» WHAT THE TASK REQUIRES: Quote the records beneath, complete and exact. Leave out images.

» LISTED RECORDS:
○ ○ ○ ○ ○ ○ ○

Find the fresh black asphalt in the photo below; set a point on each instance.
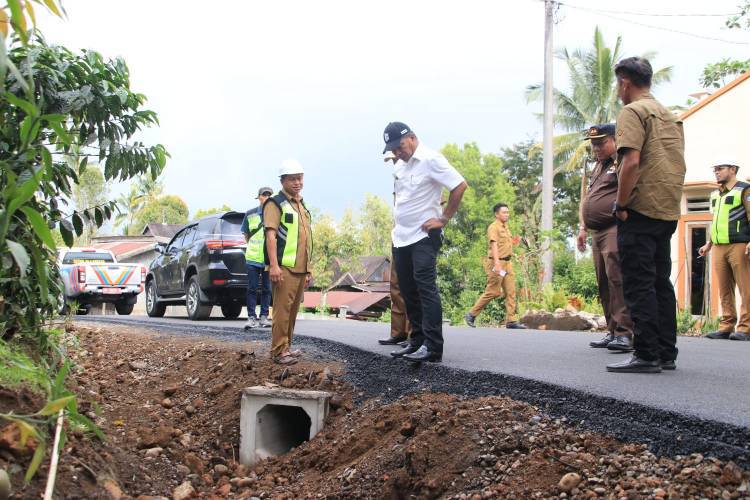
(703, 406)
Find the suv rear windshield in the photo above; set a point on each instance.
(87, 258)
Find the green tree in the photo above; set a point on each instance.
(166, 209)
(202, 212)
(91, 191)
(461, 276)
(591, 98)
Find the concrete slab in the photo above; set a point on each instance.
(273, 420)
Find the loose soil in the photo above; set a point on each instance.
(170, 408)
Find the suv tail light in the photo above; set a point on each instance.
(219, 244)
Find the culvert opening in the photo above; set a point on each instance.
(279, 428)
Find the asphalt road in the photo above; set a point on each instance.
(711, 381)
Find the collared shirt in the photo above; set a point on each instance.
(600, 196)
(418, 185)
(745, 195)
(499, 232)
(272, 219)
(647, 126)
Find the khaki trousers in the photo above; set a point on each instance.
(732, 268)
(609, 279)
(400, 325)
(497, 286)
(287, 296)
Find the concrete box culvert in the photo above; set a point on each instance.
(274, 420)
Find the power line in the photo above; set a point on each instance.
(651, 26)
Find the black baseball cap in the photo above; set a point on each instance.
(599, 131)
(393, 133)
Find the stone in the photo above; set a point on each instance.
(569, 481)
(183, 491)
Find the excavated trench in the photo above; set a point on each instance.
(374, 375)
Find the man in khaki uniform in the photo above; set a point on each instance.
(730, 239)
(596, 217)
(289, 248)
(400, 326)
(501, 280)
(651, 171)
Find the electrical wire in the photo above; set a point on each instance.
(651, 26)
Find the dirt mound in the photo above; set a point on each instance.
(170, 407)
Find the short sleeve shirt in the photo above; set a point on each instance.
(272, 219)
(647, 126)
(418, 185)
(499, 232)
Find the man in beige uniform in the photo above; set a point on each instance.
(596, 217)
(400, 326)
(651, 172)
(289, 247)
(500, 276)
(730, 239)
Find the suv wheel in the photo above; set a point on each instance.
(196, 310)
(154, 308)
(231, 311)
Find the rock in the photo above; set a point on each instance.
(183, 491)
(113, 489)
(161, 436)
(569, 481)
(5, 487)
(194, 463)
(138, 365)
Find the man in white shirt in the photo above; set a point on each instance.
(421, 174)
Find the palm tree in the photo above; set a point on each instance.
(592, 98)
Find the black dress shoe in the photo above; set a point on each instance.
(621, 343)
(739, 336)
(423, 355)
(392, 340)
(603, 342)
(668, 365)
(718, 335)
(635, 365)
(406, 350)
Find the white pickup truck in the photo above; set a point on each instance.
(93, 276)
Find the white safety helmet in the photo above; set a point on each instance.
(290, 166)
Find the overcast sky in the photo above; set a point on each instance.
(241, 85)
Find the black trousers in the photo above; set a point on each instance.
(646, 263)
(417, 277)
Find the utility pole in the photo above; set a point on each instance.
(547, 174)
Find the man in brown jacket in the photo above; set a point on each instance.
(596, 217)
(651, 172)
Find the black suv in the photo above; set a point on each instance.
(203, 266)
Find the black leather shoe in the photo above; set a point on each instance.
(739, 336)
(621, 343)
(406, 350)
(668, 365)
(635, 365)
(603, 342)
(718, 335)
(392, 340)
(469, 319)
(423, 355)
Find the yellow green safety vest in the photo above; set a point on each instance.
(730, 223)
(256, 244)
(287, 235)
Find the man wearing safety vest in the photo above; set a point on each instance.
(730, 239)
(252, 230)
(288, 254)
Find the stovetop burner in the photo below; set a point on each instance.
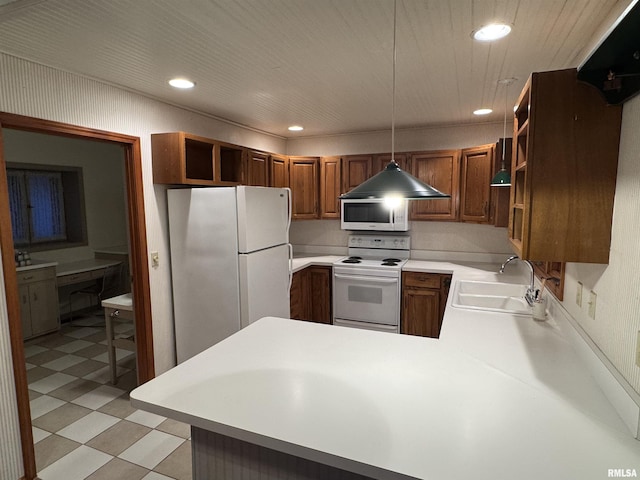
(352, 260)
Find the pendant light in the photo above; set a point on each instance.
(503, 177)
(394, 183)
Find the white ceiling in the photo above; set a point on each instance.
(324, 64)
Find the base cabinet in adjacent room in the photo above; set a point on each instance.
(38, 301)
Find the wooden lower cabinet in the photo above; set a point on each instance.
(424, 296)
(38, 301)
(310, 295)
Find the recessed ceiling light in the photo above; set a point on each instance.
(491, 32)
(181, 83)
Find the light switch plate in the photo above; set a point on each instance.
(579, 294)
(592, 304)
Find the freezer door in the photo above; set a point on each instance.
(204, 267)
(263, 215)
(264, 284)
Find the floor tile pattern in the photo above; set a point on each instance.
(83, 426)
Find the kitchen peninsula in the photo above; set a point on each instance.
(517, 403)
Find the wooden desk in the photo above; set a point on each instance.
(117, 308)
(80, 271)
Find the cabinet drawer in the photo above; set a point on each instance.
(75, 278)
(421, 280)
(36, 275)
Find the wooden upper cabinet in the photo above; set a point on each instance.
(180, 158)
(258, 168)
(475, 190)
(564, 170)
(304, 182)
(330, 187)
(441, 170)
(278, 171)
(382, 160)
(355, 170)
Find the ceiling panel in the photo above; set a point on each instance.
(325, 64)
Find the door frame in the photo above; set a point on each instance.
(138, 261)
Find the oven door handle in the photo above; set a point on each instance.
(360, 278)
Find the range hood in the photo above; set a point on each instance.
(614, 67)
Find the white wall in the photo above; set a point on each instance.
(103, 178)
(428, 138)
(617, 285)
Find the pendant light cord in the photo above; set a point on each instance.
(393, 86)
(504, 133)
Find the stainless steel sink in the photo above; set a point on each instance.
(491, 296)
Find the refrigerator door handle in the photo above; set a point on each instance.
(290, 264)
(290, 201)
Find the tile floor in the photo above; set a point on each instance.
(83, 426)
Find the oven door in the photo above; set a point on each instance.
(372, 299)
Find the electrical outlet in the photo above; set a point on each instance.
(579, 294)
(592, 304)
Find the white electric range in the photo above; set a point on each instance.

○ ○ ○ ○ ○ ○ ○

» RESPONSE TO THE TASK:
Find the fresh black asphalt in the photo below; set a point on each instance.
(703, 406)
Find the suv rear windshield in the photo above; set a point on each instance.
(87, 258)
Find the green tree in the photo above; set a point on each instance.
(166, 209)
(202, 212)
(91, 191)
(461, 276)
(591, 98)
Find the concrete slab in the photo above; set a point on each instance.
(273, 420)
Find the loose soil in the photo above; set a point on each instance.
(170, 408)
Find the suv tail light in the photo above; set a point on each instance.
(219, 244)
Find the culvert opening in the photo above; set a point on each instance.
(279, 428)
Find the asphalt road in the photo above; set a point on each instance.
(711, 381)
Find the collared shirt in the photo above; set a point on each instance.
(600, 196)
(418, 185)
(745, 195)
(499, 232)
(272, 219)
(647, 126)
Find the khaki trousers in the photo above; set a point on each instance.
(732, 268)
(609, 279)
(400, 325)
(497, 286)
(287, 296)
Find the concrete box culvert in the photo above; set a point on each instance.
(274, 420)
Find the power line in the photo above; set a point on each instance.
(651, 26)
Find the black baseball cap in the photo above; set a point on each instance.
(599, 131)
(393, 133)
Find the stone in the photo above; set a point on each instance.
(569, 481)
(183, 491)
Find the excavated trench in the photo above; set a point on each instance.
(374, 375)
Find the man in khaki uniform in the photo above; set a point on each instance.
(730, 239)
(596, 217)
(289, 248)
(400, 326)
(501, 280)
(651, 171)
Find the electrical wire in the photo above; set a point on each instance.
(651, 26)
Find the dirt mound in the photo above; set a point on each instance.
(170, 407)
Find the short sleeve shirt in the photo above; set a point on each instance.
(272, 219)
(647, 126)
(418, 185)
(499, 232)
Find the man in beige uniform in the photo above; set a point on each instance.
(596, 217)
(400, 326)
(651, 172)
(289, 247)
(500, 276)
(730, 239)
Find the suv wheel in the photo above; set a point on each instance.
(196, 310)
(154, 308)
(231, 311)
Find the rock in the photo above; set a point on each instance.
(183, 491)
(113, 489)
(161, 436)
(569, 481)
(5, 487)
(194, 463)
(138, 365)
Find the man in white shirt in the photo above; set a point on each instance.
(421, 174)
Find the palm tree in the photo above; set a point on each instance.
(592, 98)
Find the black dress shoe in the photo above; set a point on each instance.
(621, 343)
(739, 336)
(423, 355)
(392, 340)
(603, 342)
(668, 365)
(718, 335)
(635, 365)
(406, 350)
Find the white pickup truck in the photo above; set a point on each instance.
(93, 276)
Find the white safety helmet in the photo above; set a point on each instance.
(290, 166)
Find the overcast sky in the photo above; set a point on each instance.
(241, 85)
Find the black trousers in the photo above; set a point on each instance.
(646, 263)
(417, 277)
Find the utility pole in the photo above; set a point on each instance.
(547, 174)
Find the man in brown jacket in the photo above; set a point on each instance.
(596, 217)
(651, 172)
Find the black suv in the photo above; set a point on each instance.
(203, 266)
Find the black leather shoe in the photo above; set a point on each instance.
(739, 336)
(621, 343)
(406, 350)
(668, 365)
(635, 365)
(603, 342)
(718, 335)
(392, 340)
(469, 319)
(423, 355)
Find the yellow green safety vest in the photo above; set a point on each instance.
(730, 223)
(256, 244)
(287, 235)
Find the man wearing safety vest in the photo above; set a point on each instance.
(730, 239)
(252, 230)
(288, 254)
Find the stovetop burner in the photo below; set a point on each instance.
(352, 260)
Find the pendant light in the photo above; set a point on each instance.
(503, 177)
(394, 183)
Find the white ceiling in the photo above; set a point on each instance.
(324, 64)
Find the base cabinet in adjacent room in the photo above; set a point on each instance.
(38, 301)
Find the wooden lower cabinet in the photo above; set a point on each instance.
(424, 296)
(38, 301)
(310, 295)
Find the recessed ceiling light in the photo above; set a point on each instance.
(491, 32)
(181, 83)
Find the light switch plate in the photo above; set a point on each instance.
(579, 294)
(592, 304)
Find the freezer door in the photo above; set a point on each instance.
(204, 267)
(263, 215)
(264, 284)
Find the floor tile pattern in the photo above; set a point on each instance.
(83, 426)
Find the kitchen peninsula in the photo above; set a point on each instance.
(517, 403)
Find the wooden desk in the photo above; set a point on each instance.
(117, 308)
(80, 271)
Find the cabinet drawer in the photo above; set a point on each instance.
(75, 278)
(421, 280)
(36, 275)
Find the wooden upper cabinet in the photo above; set a point on each instance.
(180, 158)
(258, 168)
(475, 190)
(564, 170)
(304, 182)
(330, 187)
(441, 170)
(278, 171)
(382, 160)
(355, 170)
Find the ceiling panel in the photo above; set a point on each instance.
(325, 64)
Find the door frame in the photo above; set a point on each instance.
(138, 261)
Find the oven door handle in the photo above; set a point on each instance.
(360, 278)
Find the range hood in the photo above; set a point on each instance.
(614, 67)
Find the white wall in the photo above; set a point on each instance.
(103, 178)
(428, 138)
(617, 285)
Find the pendant light cord in the photo above; set a point on each instance.
(393, 86)
(504, 133)
Find the stainless steel sink in the photo above; set a point on each instance.
(491, 296)
Find the refrigerator door handle in the photo above; set a point on each instance.
(290, 264)
(290, 201)
Find the tile floor in the photo above; set a point on each instance.
(83, 426)
Find the oven door in the photo above; set a point on each instance.
(372, 299)
Find the electrical outlet in the photo above; set a point on each instance.
(579, 294)
(592, 304)
Find the white electric range in the photo above; set a point on each instance.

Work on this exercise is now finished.